## DATASET ENTRIES
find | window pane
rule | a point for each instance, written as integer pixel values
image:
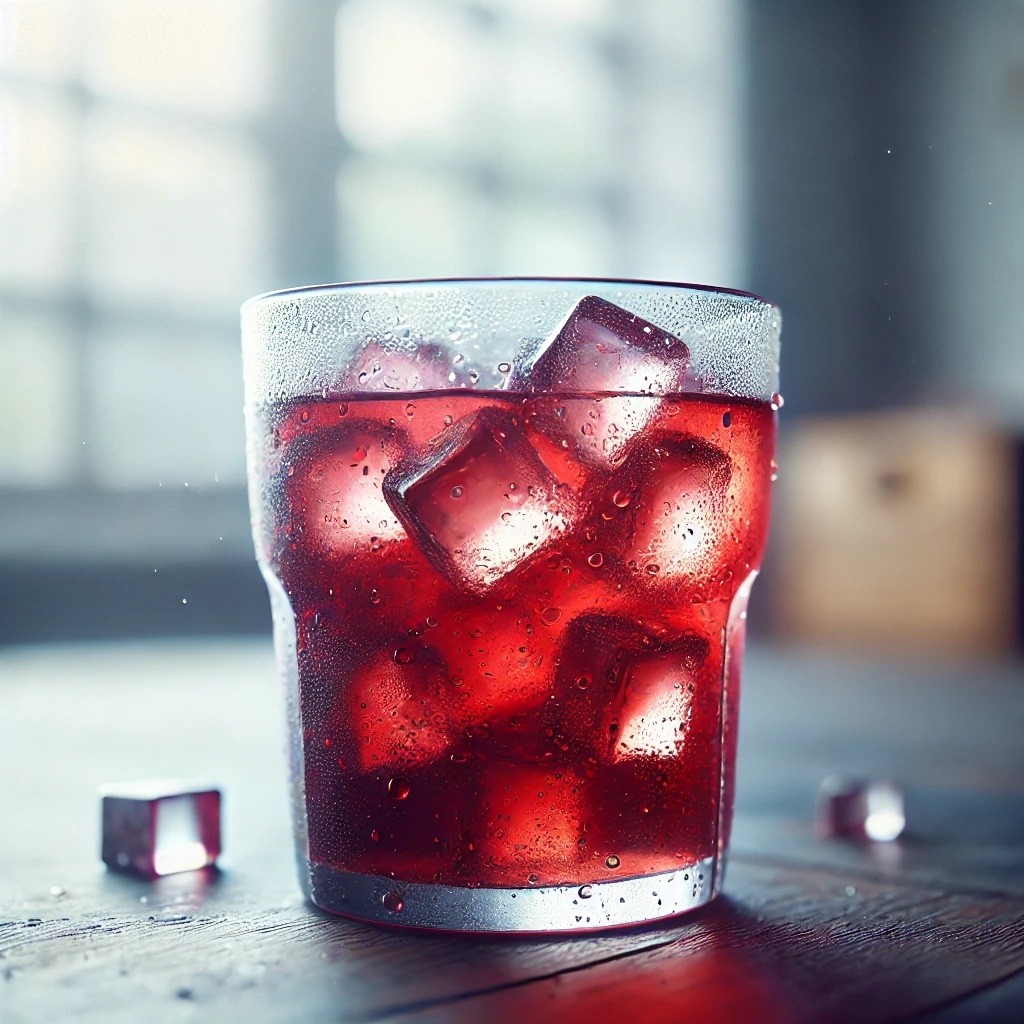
---
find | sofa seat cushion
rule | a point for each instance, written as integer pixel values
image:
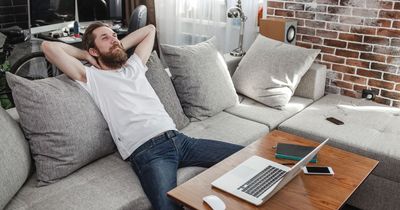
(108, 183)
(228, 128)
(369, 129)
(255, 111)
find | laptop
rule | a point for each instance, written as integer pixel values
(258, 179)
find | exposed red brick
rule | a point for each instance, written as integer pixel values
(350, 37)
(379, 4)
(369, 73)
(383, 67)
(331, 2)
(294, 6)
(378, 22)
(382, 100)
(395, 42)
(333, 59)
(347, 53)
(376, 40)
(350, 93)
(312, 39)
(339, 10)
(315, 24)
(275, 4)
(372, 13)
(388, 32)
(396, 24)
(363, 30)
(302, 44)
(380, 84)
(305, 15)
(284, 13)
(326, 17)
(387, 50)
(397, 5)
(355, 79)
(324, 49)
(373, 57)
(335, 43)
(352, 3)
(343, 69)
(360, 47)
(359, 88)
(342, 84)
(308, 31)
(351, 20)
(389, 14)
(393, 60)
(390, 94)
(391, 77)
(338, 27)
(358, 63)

## EXERCISE INSTRUCTIONS
From the entries, count the lines that hold the string "find". Nothing but the number is needed.

## COMPLETED EXERCISE
4